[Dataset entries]
=== Begin Enclosure ===

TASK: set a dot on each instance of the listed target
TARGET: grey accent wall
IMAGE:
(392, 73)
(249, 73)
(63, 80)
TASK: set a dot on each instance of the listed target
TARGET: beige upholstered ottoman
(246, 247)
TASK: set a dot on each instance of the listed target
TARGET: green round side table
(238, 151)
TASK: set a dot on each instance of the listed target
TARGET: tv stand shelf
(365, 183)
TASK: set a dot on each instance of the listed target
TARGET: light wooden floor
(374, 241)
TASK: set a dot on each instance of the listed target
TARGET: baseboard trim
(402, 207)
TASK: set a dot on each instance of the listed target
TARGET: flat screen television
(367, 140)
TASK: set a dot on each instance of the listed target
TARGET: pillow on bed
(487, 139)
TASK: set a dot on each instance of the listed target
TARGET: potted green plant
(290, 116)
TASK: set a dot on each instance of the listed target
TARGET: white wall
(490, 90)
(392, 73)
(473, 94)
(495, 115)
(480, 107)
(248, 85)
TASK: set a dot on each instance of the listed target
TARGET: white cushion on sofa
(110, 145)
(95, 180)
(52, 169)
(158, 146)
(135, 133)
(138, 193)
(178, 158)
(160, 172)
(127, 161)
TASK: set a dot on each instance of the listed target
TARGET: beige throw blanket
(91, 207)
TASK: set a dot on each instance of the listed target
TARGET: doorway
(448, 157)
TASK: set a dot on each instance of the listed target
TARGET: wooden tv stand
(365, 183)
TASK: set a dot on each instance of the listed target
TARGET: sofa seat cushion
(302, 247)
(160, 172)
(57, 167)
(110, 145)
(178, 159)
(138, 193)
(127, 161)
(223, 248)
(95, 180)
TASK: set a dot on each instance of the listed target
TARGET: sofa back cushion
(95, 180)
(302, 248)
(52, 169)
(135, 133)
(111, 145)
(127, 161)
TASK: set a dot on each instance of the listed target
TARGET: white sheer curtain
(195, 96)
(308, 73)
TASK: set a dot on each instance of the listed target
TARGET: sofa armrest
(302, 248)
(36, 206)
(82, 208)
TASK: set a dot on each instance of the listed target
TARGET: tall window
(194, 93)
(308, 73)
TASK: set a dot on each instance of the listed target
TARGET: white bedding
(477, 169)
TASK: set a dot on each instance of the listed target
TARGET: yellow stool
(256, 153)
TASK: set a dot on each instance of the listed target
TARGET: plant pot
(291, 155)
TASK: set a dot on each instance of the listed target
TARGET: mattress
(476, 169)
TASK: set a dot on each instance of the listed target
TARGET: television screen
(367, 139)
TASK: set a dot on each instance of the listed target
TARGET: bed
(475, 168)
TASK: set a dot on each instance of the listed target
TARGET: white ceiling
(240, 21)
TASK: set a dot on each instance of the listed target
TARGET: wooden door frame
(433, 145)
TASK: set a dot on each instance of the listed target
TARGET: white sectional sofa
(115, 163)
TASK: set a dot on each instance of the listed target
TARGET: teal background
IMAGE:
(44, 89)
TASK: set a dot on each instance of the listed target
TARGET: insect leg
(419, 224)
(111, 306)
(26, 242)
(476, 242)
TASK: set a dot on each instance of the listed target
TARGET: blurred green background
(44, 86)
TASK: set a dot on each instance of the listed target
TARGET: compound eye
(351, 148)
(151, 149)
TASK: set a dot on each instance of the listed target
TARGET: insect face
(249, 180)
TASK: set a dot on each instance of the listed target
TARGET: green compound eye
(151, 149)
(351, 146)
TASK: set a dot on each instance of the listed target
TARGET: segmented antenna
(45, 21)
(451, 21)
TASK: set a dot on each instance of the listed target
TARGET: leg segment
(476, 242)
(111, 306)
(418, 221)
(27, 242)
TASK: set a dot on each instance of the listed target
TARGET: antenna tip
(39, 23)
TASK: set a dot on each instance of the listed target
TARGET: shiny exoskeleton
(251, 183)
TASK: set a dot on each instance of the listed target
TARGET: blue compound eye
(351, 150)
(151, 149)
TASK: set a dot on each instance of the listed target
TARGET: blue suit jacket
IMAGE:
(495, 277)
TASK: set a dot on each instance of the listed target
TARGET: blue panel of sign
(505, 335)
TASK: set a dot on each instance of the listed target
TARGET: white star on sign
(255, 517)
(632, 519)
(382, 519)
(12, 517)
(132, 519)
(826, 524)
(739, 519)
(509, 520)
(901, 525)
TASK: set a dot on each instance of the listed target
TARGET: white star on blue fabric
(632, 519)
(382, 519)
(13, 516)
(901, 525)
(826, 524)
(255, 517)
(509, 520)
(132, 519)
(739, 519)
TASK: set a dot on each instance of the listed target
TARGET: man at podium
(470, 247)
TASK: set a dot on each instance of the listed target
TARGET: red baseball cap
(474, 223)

=== End Enclosure ===

• [WHAT YOU HAVE TO DO]:
Retype the data exactly.

• [SOLUTION]:
TASK: set a dot on each instance of the listed target
TARGET: grey accent wall
IMAGE:
(392, 73)
(249, 73)
(63, 80)
TASK: set a dot on each instance of the listed target
TARGET: beige upholstered ottoman
(246, 247)
TASK: set a dot on each instance of the listed target
TARGET: green round side table
(238, 151)
TASK: set a dot on each instance of the listed target
TARGET: tv stand shelf
(365, 183)
TASK: set a dot on each instance of the listed target
TARGET: light wooden floor
(374, 241)
TASK: set a dot on each instance of the listed target
TARGET: baseboard trim
(402, 207)
TASK: set a dot on each instance of the listed target
TARGET: flat screen television
(367, 140)
TASK: set a dot on each instance of the listed target
TARGET: pillow on bed
(487, 139)
TASK: set a dot on each instance of the listed target
TARGET: potted green plant
(290, 116)
TASK: set a dot on each instance of the listed target
TARGET: white wall
(490, 90)
(392, 73)
(473, 94)
(495, 115)
(480, 107)
(248, 85)
TASK: set a dot on each instance of the listed target
TARGET: white cushion on sofa
(110, 145)
(95, 180)
(52, 169)
(158, 146)
(135, 133)
(138, 193)
(178, 158)
(160, 172)
(127, 161)
TASK: set a dot on each instance of the listed target
TARGET: beige throw blanket
(91, 207)
TASK: set a dot on each instance of the listed target
TARGET: doorway
(448, 157)
TASK: set a dot on each instance of the listed target
TARGET: wooden tv stand
(365, 183)
TASK: set a dot on each instance of the listed target
TARGET: sofa seat cushion
(302, 247)
(160, 172)
(57, 167)
(110, 145)
(178, 159)
(138, 193)
(127, 161)
(223, 248)
(95, 180)
TASK: set a dot on each instance of the listed target
TARGET: sofa back cushion
(95, 180)
(302, 248)
(52, 169)
(135, 133)
(111, 145)
(127, 161)
TASK: set a dot on each instance of the listed target
TARGET: white sheer curtain
(195, 96)
(308, 73)
TASK: set a dot on each instance of the listed target
TARGET: sofa armrest
(302, 248)
(36, 206)
(82, 208)
TASK: set a dot on each instance of the listed target
TARGET: tall window
(194, 93)
(308, 73)
TASK: set a dot on each instance of the listed target
TARGET: white bedding
(477, 169)
TASK: set a dot on each instance of the listed target
TARGET: yellow stool
(256, 153)
TASK: set a dot on each instance of the listed target
TARGET: plant pot
(291, 155)
TASK: set a dot on each instance of the listed target
TARGET: mattress
(476, 169)
TASK: set a dot on each instance of the listed target
TARGET: television screen
(367, 139)
TASK: set a dot on each instance of the listed target
TARGET: bed
(475, 168)
TASK: set a dot on each instance of the listed target
TARGET: white ceiling
(240, 21)
TASK: set a dot on each instance of the listed target
TARGET: wooden door frame
(433, 145)
TASK: set a dot on each instance of the listed target
TARGET: white sectional sofa
(115, 163)
TASK: set a dot on each instance of the listed target
TARGET: teal background
IMAGE:
(44, 89)
TASK: set a dot on each instance of the listed target
TARGET: insect leg
(419, 224)
(111, 306)
(26, 242)
(476, 242)
TASK: set a dot on each instance of the listed target
TARGET: blurred green background
(44, 86)
TASK: set a dot on each instance of the listed target
TARGET: compound eye
(351, 148)
(151, 149)
TASK: set a dot on each instance of the listed target
TARGET: insect face
(249, 180)
TASK: set a dot on each instance of the listed target
TARGET: green compound eye
(151, 149)
(351, 146)
TASK: set a dot on each instance of the listed target
TARGET: segmented antenna
(45, 21)
(451, 21)
TASK: set a dot on each instance of the listed target
TARGET: leg segment
(476, 242)
(111, 306)
(418, 221)
(27, 242)
TASK: set a dot on each instance of the listed target
TARGET: antenna tip
(39, 23)
TASK: set a dot on each instance of the listed target
TARGET: shiny exoskeleton
(251, 183)
TASK: set a dot on each instance of the listed target
TARGET: blue compound eye
(351, 150)
(151, 149)
TASK: set a dot on each instance of the listed target
TARGET: blue suit jacket
IMAGE:
(495, 277)
TASK: set a dot on each instance of the listed target
TARGET: blue panel of sign
(505, 335)
TASK: set a dot on each instance of the listed target
TARGET: white star on sign
(255, 517)
(632, 519)
(382, 519)
(12, 517)
(132, 519)
(826, 524)
(739, 519)
(509, 520)
(901, 525)
TASK: set a dot on each instance of the listed target
TARGET: white star on blue fabric
(632, 519)
(382, 519)
(13, 516)
(901, 525)
(826, 524)
(255, 517)
(509, 520)
(132, 519)
(739, 519)
TASK: set a dot on each instance of the listed target
TARGET: man at podium
(470, 247)
TASK: set a dot on each instance of the listed target
TARGET: red baseball cap
(474, 223)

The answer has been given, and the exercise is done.